• EXTRACTED RECORDS:

==================================================

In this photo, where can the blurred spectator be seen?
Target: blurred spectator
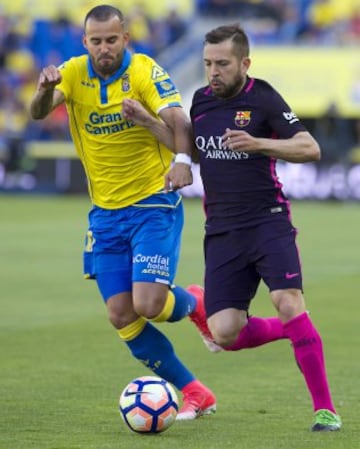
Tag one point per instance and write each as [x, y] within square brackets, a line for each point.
[334, 135]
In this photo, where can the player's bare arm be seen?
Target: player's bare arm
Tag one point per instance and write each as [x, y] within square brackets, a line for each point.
[180, 175]
[302, 147]
[46, 97]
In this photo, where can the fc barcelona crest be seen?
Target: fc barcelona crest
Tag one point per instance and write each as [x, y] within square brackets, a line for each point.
[242, 118]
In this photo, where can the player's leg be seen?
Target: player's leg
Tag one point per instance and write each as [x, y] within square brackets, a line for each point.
[230, 283]
[308, 351]
[109, 260]
[155, 250]
[281, 271]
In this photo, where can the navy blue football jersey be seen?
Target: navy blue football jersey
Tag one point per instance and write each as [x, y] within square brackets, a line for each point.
[241, 189]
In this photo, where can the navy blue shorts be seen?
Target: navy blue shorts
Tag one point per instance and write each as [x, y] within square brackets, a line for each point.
[238, 260]
[139, 243]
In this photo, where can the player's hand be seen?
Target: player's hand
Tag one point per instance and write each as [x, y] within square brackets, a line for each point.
[135, 111]
[240, 141]
[50, 76]
[179, 176]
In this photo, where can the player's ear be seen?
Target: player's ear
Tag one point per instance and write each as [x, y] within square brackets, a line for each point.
[126, 38]
[84, 41]
[246, 62]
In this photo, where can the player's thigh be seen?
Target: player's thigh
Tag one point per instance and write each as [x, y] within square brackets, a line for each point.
[107, 254]
[278, 259]
[230, 281]
[156, 245]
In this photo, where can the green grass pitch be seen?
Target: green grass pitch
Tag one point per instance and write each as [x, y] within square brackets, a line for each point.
[63, 366]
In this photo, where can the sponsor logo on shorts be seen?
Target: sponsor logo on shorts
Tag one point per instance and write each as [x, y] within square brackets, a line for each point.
[155, 264]
[166, 88]
[291, 275]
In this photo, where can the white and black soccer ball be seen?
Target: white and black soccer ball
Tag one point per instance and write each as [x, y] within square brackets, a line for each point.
[148, 404]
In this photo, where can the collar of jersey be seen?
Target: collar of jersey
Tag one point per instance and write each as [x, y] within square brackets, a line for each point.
[124, 66]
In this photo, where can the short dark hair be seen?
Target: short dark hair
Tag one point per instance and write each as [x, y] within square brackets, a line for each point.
[102, 13]
[233, 32]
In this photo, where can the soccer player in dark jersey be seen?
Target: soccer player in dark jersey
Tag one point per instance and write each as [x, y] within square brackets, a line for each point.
[241, 126]
[133, 240]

==================================================

• INSTRUCTION: Copy out all the lines above again, but swap "navy blue" for "dark blue" everywhere it appears and keep everything else the same. Leave out the pictures.

• CORRECT RESPONSE:
In this photo, where can the blurred spectator be seen?
Target: blurred spectator
Tag one point per instance and write each as [x, y] within square brackets, a line for each point.
[334, 135]
In this photo, where can the player's bare arm be seen?
Target: player's bare arm
Tag one point per instance and write each as [x, y] within square brackets, a line for each point.
[180, 175]
[302, 147]
[46, 97]
In this photo, where can the fc barcelona crest be seen?
Target: fc barcelona crest
Tag one point per instance and write each as [x, y] within square brackets, a line for each point.
[242, 118]
In this photo, where can the player's leg be seen?
Target: player's leg
Tag one point per instance and write each as [x, y] within square brackets, a line for each point.
[230, 283]
[308, 351]
[109, 260]
[155, 250]
[281, 271]
In this photo, where can the dark blue football jersey be seen?
Target: dark blue football jersey
Tag one point per instance and write each as [x, y] within square brackets, a line for each point.
[241, 189]
In this photo, where can the dark blue shorts be seen?
Target: dark blue shorts
Tag one point per instance and write each as [x, y] within square brackets, a line for each point.
[238, 260]
[139, 243]
In this photo, where can the player's hand be seen?
Target: player's hand
Tag one point per instance and write each as [x, y] within square brackets, a line for each point.
[135, 111]
[240, 141]
[50, 76]
[179, 176]
In this photo, where can the player's ear be seen?
Target: player's ear
Tag one point per instance and write each as [x, y] within square brackets, a line for each point.
[126, 38]
[84, 41]
[246, 62]
In this photo, where can the player's thigh be seen?
Target: player's thigh
Tag one point per instance and write each as [x, y] within square brackets, a line for each point.
[107, 254]
[278, 259]
[230, 281]
[156, 245]
In this photo, where can the green grass pitch be seen?
Target: green grass pitch
Tag one point per instance and write each as [x, y] within square brackets, a line for each point.
[63, 366]
In this photo, where can the sponsor logo on shorts be seen?
Target: sponsor logo on shorts
Tag one point per instance and write each as [x, y] within square brackets, a line for each point.
[155, 264]
[166, 88]
[291, 275]
In this photo, where can the white and black soccer ball be seen?
Target: white and black soccer ball
Tag one point per instance and write each as [x, y] within square brackets, a line for each point.
[148, 404]
In this photo, where can the collar of jersey be seen?
Target: collar of jersey
Tag one point per instance and write each as [x, y] within square brackets, a line for each point.
[124, 66]
In this photo, where can the short dark hair be seen?
Target: short dark hair
Tag one point per instance and write each as [x, y] within square brackets, a line for each point.
[102, 13]
[233, 32]
In this photo, where can the soccer player in dark jersey be seen?
Target: soccer player in dark jersey
Tag one point per instance and write each as [x, y] within square brackets, a line for each point.
[241, 126]
[133, 240]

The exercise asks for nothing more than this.